Kutipan dokumen:
++++++++
Dari kedua dasar platform pembangunan SDM ini, selain tak tampak adanya sensitivitas yang sama soal pentingnya pengembangan SDM, keduanya tak menunjukkan arus utama yang akan dilakukan pemerintah dalam dunia pendidikan. Dengan ide revolusi mental dan pembangunan SDM sebagai prioritas, seharusnya tergambar jelas poros perubahan operasi pendidikan, seperti jelasnya fokus membangun jalan tol pada pembangunan infrastruktur periode lalu. Mencermati tema RPJM IV 2020- 2024, ”Indonesia Berpenghasilan Menengah-Tinggi yang Sejahtera, Adil, dan Berkesinambungan”, juga dari berbagai pidato Jokowi—di antaranya dalam penjelasan RAPBN 2020 di rapat paripurna DPR—yang senantiasa mengaitkan pembangunan SDM dengan peningkatan daya saing dalam konteks perekonomian, sepertinya ide utama dalam benak pemerintah adalah pembangunan ekonomi, bukan pembangunan SDM.
Sayangnya, model berpikir ekonomis seperti itu telah mendasari pembangunan SDM semasa Orde Baru, alhasil paradigma dan pola pikir belum tersentuh pembangunan seperti tersebut di atas.
KOMPAS/RHAMA PURNA JATI
Siti Komariah bersama murid-muridnya di SD Muhammadiyah 4 Palembang Filial Desa Saluran, Kabupaten Banyuasin, Sumatera Selatan, Rabu (13/11/2019). Siti adalah satu-satunya guru yang mengajar di sekolah itu.
++++++++
Tugas A: Hitung jumlah baris catatan yang memuat kata "instance", dengan membedakan huruf besar dan kecil. Tulis angkanya saja.
Catatan ini tidak berkaitan dengan kutipan dokumen di atas.

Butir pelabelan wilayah
++++++++
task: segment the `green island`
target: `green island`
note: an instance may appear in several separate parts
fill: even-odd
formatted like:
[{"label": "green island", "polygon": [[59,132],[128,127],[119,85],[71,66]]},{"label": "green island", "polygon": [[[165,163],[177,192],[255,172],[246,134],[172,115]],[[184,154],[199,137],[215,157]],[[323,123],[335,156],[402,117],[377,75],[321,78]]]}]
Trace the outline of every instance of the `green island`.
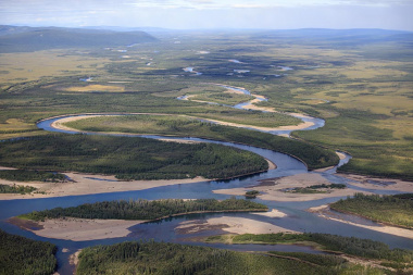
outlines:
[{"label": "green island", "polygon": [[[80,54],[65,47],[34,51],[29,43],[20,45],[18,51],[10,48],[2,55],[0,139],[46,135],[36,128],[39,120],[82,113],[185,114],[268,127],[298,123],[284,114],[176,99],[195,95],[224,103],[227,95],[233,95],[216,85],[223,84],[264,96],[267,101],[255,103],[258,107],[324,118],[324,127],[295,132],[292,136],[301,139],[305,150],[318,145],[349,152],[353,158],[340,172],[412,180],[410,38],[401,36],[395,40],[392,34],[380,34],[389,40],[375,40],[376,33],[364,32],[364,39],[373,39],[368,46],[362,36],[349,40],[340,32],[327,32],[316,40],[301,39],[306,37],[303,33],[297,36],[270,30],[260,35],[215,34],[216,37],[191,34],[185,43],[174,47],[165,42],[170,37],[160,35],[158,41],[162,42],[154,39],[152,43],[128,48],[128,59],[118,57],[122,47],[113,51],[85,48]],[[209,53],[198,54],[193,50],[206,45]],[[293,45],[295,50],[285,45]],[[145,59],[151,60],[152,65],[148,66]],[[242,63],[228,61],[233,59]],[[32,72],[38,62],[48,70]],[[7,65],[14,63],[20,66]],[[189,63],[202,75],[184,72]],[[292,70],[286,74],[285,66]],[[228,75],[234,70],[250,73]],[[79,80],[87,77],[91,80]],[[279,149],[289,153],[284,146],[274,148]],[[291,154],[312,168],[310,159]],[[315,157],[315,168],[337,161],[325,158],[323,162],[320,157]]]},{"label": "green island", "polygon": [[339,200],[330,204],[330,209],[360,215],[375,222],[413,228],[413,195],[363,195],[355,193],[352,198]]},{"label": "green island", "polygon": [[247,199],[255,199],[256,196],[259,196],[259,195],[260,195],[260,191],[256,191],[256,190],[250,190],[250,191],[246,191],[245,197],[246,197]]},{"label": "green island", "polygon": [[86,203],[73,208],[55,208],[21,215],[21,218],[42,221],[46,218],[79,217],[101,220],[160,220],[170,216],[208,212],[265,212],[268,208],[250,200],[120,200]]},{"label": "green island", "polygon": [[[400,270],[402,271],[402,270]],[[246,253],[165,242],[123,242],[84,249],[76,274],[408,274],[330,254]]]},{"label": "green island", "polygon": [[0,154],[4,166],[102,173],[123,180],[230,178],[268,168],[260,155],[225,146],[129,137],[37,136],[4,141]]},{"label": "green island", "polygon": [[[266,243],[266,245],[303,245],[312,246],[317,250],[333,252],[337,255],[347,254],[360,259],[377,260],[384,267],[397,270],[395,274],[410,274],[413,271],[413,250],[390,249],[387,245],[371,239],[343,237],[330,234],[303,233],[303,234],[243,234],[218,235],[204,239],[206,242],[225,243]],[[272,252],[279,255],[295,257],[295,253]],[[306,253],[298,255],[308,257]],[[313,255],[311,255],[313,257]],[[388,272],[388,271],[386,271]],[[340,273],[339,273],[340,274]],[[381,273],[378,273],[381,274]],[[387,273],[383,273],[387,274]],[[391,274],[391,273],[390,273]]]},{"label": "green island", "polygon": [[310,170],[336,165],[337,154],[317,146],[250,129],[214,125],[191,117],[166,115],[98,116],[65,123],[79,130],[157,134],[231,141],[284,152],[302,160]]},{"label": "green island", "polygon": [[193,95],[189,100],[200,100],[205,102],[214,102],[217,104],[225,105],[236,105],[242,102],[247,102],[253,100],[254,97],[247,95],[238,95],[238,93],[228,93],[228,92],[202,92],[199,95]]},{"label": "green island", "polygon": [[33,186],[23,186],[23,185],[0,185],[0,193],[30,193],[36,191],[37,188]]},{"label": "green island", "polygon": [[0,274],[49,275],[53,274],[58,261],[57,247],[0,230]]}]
++++++++
Tugas B: Dalam kutipan dokumen, siapa satu-satunya guru yang mengajar di SD Muhammadiyah 4 Palembang Filial Desa Saluran?

Jawaban benar A: 2

Jawaban benar B: Siti Komariah.